* _DOCUMENT EXTRACT_:
========================
In this exercise,
we will explore Exponential Random Graph Models (ERGM),
a statistical method used to analyze social network data.
We will use the Edges and Vertices data to illustrate this concept.
Before we begin, we need to set the working directory and load the data.
The Edges and Vertices data are read as follows:
head(edges <- read.csv("edges.csv",
header=TRUE))
head(vertices <- read.csv("vertices.csv",
header=TRUE))
Make sure that the igraph package is unloaded so that naming conflicts are avoided! Then, install the ERGM package.
if(require('ergm')==FALSE) {
install.packages('ergm',
repos="https://cran.rstudio.com/",
quiet=TRUE)}
require('ergm')
An edge list contains all the edges, denoted by two IDs. If two IDs appear alongside each other it means they have an edge. All EGO_IDs are in ALTER_IDs and vice versa. A vertex list contains each unique ID (both EGO and ALTER) once.
Next, a network is created. But… Since there are loops in the network,
just reading it in as a network object will not work.
First read it in as a igraph object, simplify and set as network object.
Note that it is assumed that the pacman package has been loaded as p_load is used.
p_load(igraph, intergraph)
g <- graph.edgelist(as.matrix(edges[,c("EGO_ID", "ALTER_ID")]),
directed = FALSE)
g <- igraph::simplify(g, remove.multiple = TRUE, remove.loops = TRUE)
network <- asNetwork(g)
Save a new csv file and re-begin.
edges_new <- as.edgelist(network)
edges_new <- as.data.frame(edges_new)
names(edges_new) <- c("EGO_ID", "ALTER_ID")
write.csv(edges_new, row.names = FALSE,file = "edges_new.csv")
head(edges <- read.csv("edges_new.csv",
header=TRUE))
head(vertices <- read.csv("vertices.csv",
header=TRUE))
EGO_ID ALTER_ID
1 1 2
2 1 3
3 1 4
4 1 5
5 1 7
6 1 11
EGO_ID gender age
1 1 0 30
2 2 1 29
3 3 0 23
4 4 0 22
5 5 0 28
6 6 1 22
Now, the network can be created.
(network <-network(edges[,c("EGO_ID", "ALTER_ID")],
directed=FALSE))
Edge-level attributes as well as vertex-level attributes are assigned.
set.edge.attribute(network, "EGO_ID", edges[,"EGO_ID"])
set.edge.attribute(network, "ALTER_ID", edges[,"ALTER_ID"])
network %v% "gender" <- vertices[,'gender']
network %v% "age" <- vertices[,'age']
Note that %v% means to extract a vertex attribute.
========================
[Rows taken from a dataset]
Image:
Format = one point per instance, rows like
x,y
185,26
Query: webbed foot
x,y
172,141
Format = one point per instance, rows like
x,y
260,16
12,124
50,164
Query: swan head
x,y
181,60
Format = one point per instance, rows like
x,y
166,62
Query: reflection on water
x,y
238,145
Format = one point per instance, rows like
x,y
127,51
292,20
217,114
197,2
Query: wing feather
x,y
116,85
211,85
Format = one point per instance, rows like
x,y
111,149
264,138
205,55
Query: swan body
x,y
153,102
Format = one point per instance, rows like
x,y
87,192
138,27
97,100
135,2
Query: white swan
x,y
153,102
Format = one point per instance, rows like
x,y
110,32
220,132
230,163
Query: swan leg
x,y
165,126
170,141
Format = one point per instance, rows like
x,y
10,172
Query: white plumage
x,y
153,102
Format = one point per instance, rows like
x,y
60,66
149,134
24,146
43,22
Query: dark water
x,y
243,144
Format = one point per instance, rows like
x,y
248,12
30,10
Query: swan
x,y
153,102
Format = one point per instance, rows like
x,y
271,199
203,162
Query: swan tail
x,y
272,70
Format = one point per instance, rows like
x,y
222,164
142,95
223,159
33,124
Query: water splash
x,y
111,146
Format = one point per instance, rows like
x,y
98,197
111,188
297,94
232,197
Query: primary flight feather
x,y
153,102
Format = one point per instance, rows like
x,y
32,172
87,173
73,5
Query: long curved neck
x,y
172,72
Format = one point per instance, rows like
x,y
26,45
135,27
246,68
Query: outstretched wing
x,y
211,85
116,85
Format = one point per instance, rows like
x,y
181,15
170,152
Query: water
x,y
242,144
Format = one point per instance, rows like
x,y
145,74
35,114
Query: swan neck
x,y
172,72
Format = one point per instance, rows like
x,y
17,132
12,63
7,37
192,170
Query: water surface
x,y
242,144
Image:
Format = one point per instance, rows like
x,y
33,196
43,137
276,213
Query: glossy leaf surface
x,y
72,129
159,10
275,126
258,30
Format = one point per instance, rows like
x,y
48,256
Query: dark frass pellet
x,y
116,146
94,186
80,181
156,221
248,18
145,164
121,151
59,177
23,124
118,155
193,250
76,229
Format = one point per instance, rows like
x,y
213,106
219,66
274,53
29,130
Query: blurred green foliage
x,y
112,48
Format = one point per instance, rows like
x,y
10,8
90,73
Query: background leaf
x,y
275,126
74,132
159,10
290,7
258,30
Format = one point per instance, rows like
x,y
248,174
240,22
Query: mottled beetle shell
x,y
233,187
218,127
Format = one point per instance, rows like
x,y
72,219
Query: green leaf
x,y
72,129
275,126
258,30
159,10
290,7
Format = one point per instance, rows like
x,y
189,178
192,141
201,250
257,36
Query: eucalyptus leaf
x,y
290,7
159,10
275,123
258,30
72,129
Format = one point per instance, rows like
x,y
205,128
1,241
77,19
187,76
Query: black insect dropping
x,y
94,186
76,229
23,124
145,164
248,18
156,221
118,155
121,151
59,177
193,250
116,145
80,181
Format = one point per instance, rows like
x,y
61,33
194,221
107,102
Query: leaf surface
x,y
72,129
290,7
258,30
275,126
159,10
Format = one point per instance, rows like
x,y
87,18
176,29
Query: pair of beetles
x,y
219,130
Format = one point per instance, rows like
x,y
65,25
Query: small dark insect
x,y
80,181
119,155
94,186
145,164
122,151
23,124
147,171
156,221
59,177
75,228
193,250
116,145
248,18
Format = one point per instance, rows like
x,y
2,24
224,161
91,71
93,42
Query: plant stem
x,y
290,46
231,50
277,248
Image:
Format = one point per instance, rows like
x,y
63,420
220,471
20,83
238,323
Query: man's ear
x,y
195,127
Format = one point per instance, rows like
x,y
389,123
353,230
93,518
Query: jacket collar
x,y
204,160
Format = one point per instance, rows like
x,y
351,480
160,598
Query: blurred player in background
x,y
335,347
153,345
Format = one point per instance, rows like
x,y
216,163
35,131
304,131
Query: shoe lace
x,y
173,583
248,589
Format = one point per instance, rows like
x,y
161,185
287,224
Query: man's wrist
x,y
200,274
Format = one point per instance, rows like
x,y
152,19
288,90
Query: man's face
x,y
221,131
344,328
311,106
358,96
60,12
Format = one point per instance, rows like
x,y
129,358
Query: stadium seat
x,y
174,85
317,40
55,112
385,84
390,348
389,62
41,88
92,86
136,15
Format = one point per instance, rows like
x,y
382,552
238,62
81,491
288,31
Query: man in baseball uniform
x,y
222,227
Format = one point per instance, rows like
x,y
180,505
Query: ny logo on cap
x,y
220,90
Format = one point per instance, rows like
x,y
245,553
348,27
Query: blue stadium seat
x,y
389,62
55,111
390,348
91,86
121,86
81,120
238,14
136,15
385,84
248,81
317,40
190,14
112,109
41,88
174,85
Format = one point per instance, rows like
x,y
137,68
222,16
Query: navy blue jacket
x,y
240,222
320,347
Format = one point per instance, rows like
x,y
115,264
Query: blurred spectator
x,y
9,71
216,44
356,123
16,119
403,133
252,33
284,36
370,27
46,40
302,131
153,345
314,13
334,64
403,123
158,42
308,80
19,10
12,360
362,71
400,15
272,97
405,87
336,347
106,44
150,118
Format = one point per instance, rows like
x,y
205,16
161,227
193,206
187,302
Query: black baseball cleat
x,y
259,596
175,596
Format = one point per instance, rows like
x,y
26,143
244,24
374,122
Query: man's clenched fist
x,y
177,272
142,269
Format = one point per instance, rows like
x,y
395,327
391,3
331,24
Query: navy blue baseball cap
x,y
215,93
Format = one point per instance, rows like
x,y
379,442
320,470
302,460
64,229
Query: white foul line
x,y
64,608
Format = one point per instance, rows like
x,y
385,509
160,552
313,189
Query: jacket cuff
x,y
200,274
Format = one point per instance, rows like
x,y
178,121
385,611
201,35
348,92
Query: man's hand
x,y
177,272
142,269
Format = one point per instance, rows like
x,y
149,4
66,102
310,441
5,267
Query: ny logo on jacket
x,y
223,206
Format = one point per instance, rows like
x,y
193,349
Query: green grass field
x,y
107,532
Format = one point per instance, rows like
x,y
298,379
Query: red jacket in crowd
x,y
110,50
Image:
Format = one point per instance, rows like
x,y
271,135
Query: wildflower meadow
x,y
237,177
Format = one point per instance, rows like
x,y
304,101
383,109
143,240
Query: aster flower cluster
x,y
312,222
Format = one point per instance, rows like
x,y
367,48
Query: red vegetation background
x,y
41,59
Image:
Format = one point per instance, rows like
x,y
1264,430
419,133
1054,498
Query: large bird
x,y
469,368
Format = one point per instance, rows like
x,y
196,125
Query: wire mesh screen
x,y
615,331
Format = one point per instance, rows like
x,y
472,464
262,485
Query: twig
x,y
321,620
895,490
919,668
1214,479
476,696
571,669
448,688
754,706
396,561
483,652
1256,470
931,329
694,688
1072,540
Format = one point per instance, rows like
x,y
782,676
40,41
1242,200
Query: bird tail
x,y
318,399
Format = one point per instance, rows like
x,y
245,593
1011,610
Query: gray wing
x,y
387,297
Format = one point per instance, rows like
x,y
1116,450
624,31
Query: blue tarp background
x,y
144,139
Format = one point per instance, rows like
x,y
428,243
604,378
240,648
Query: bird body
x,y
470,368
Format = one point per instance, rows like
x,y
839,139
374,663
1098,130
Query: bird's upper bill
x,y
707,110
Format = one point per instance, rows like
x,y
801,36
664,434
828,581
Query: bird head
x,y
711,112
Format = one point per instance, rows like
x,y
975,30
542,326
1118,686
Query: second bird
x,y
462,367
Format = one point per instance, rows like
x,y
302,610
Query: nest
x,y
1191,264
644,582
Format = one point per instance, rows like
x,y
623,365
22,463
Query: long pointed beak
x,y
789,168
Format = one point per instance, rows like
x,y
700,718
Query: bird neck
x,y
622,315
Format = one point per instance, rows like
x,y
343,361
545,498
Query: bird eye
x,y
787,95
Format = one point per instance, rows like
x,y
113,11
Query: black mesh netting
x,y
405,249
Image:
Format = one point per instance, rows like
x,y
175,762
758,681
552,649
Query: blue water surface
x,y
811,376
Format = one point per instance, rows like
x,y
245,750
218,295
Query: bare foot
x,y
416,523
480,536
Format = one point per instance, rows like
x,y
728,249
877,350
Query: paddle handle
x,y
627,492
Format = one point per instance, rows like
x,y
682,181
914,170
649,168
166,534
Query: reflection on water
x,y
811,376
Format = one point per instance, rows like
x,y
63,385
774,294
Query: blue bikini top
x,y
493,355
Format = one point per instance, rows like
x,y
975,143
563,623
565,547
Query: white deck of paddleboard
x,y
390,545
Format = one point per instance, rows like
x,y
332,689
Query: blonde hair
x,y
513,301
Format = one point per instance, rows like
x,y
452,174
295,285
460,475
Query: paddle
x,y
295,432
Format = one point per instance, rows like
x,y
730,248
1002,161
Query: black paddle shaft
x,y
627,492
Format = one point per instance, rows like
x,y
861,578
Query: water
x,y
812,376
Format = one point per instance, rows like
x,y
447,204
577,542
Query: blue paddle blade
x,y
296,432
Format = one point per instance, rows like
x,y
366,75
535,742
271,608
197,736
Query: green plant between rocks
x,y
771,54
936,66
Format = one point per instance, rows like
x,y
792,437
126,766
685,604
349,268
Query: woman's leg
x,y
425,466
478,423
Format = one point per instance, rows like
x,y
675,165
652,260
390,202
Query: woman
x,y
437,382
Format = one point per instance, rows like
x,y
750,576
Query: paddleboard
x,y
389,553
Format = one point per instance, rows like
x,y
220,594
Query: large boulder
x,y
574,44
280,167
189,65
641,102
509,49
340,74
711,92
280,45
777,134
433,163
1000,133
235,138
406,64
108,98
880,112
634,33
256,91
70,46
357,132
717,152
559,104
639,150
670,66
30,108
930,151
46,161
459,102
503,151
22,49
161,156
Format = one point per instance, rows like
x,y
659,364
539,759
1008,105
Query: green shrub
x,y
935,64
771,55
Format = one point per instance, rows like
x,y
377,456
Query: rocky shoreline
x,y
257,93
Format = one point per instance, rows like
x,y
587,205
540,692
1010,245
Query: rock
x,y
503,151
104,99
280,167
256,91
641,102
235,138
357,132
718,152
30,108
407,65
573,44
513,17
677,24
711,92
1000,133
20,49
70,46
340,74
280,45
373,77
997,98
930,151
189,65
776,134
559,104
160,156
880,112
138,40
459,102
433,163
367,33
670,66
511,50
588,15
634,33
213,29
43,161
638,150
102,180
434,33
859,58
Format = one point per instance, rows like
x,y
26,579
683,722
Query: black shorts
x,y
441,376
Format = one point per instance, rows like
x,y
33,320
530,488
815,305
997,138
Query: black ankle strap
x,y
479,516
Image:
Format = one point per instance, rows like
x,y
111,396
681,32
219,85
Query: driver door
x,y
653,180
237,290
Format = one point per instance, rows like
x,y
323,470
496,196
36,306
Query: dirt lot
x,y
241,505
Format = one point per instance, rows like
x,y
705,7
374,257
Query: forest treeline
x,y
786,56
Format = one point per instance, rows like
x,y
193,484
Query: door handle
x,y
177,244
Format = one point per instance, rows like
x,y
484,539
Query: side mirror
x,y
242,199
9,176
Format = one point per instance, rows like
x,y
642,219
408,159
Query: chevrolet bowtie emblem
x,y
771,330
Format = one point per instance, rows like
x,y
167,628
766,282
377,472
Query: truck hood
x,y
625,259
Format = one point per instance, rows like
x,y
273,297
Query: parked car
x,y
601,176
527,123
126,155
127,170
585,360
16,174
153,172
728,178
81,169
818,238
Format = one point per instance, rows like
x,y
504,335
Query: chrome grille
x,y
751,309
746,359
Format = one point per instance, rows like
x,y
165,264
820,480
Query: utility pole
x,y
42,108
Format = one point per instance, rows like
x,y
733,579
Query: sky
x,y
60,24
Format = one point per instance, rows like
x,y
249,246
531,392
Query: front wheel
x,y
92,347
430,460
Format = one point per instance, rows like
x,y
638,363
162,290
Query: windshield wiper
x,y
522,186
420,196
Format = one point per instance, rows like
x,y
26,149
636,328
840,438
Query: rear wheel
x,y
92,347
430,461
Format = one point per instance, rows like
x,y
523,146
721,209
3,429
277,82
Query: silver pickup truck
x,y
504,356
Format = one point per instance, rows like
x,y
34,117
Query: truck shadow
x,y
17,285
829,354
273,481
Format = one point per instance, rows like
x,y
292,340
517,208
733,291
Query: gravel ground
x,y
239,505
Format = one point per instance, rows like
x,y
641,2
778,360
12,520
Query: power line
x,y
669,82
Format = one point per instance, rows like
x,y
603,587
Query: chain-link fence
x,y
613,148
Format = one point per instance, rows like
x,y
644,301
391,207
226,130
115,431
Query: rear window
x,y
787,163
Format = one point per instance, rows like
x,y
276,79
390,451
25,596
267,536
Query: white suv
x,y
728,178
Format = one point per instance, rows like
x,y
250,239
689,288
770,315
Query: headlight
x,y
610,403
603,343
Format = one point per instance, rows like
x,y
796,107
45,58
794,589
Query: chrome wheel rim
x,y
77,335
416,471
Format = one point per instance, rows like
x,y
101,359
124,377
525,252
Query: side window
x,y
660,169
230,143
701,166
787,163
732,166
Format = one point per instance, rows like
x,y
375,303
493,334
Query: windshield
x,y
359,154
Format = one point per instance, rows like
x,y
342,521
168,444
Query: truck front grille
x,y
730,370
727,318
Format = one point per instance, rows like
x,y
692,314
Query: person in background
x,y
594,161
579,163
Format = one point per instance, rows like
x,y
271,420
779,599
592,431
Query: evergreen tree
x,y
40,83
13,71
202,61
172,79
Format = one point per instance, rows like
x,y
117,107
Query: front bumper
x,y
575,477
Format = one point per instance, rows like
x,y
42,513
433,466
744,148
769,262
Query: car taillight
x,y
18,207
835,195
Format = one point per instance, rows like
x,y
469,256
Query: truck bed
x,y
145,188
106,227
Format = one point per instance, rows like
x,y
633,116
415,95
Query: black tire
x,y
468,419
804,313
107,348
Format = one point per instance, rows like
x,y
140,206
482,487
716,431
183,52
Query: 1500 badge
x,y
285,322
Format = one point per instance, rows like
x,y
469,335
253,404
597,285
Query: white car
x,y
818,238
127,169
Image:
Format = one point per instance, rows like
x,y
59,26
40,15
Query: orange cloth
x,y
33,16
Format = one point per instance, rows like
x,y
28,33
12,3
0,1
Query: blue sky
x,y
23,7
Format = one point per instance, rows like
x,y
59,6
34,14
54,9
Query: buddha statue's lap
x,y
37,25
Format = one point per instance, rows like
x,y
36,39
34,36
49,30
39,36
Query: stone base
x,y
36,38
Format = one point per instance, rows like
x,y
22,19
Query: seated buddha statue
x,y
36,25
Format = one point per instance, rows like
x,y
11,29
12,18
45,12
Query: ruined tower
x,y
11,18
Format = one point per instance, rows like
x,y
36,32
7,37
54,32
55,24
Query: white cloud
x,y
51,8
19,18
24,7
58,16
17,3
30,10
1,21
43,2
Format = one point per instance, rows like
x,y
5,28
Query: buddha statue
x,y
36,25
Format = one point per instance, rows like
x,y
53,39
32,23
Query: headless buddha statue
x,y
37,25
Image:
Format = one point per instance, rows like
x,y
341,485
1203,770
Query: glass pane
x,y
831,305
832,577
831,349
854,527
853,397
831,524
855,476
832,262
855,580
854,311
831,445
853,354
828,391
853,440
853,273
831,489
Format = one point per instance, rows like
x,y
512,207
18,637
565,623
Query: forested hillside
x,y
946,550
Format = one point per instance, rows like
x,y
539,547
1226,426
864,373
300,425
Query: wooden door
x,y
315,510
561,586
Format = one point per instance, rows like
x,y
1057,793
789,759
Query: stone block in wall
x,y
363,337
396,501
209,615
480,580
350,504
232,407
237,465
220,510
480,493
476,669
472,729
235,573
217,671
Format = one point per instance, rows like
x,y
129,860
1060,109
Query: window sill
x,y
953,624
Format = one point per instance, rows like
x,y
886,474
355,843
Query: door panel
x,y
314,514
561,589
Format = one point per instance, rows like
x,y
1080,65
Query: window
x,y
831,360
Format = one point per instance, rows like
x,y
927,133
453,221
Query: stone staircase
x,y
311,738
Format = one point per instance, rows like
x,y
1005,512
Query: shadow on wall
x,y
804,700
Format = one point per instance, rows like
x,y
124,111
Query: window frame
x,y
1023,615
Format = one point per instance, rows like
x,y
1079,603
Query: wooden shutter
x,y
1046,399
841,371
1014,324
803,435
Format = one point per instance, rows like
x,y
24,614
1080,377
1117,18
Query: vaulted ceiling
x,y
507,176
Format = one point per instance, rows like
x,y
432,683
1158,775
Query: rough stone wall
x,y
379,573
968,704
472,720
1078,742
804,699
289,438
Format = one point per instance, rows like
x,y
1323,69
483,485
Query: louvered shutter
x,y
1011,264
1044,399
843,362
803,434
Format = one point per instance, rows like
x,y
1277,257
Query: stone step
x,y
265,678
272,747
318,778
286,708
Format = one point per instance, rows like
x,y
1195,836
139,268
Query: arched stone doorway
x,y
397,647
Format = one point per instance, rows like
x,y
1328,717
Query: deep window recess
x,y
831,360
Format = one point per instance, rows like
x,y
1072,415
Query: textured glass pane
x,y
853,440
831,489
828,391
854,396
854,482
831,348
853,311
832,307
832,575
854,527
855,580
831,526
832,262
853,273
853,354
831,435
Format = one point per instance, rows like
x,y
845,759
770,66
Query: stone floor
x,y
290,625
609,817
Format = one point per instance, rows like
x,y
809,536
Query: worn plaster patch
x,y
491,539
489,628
========================
* _SET OF TASKS_:
#1 Extract every line of the entries that contains the string "statue", treating uppercase and lowercase letters as distinct.
#2 Resume the tutorial on Exponential Random Graph Models, continuing on from its final sentence.

* _ANSWERS FOR THIS EXERCISE_:
#1
Query: buddha statue's lap
Query: seated buddha statue
Query: buddha statue
Query: headless buddha statue

#2
To get a view of the network use summary().
summary(network, print.adj=FALSE)
Network attributes:
vertices = 50
directed = FALSE
hyper = FALSE
loops = FALSE
multiple = FALSE
bipartite = FALSE
total edges = 521
missing edges = 0
non-missing edges = 521
density = 0.4253061
Vertex attributes:
age:
integer valued attribute
50 values
gender:
integer valued attribute
50 values
vertex.names:
character valued attribute
50 valid vertex names
Edge attributes:
ALTER_ID:
integer valued attribute
521values
EGO_ID:
integer valued attribute
521values
The summary tells that the number of vertices needs to be 50 (see nrow(vertices)). It is a non-directed graph (arrows go both ways). There are no hyper edges (an edge that connects multiple vertices, represented by sets, circles). There are no loops (a connection of a vertex to itself). There is no multiplexity (more than one edge between a pair of vertices) as well. Further, it is not a bipartite graph, which is a graph whose vertices can be divided into two disjoint sets U and V. Thus, U and V are each independent sets such that every edge connects a vertex in U to one in V.
In addition, there are 521 edges (see nrow(edges)). It also shows us that the density is 0.43. Finally, the vertex and edge attributes are shown.
Now, let’s estimate a first ERGM. To do this, multiple variables are added:
model <-ergm(network ~ edges + triangle + absdiff("age"),
verbose=FALSE)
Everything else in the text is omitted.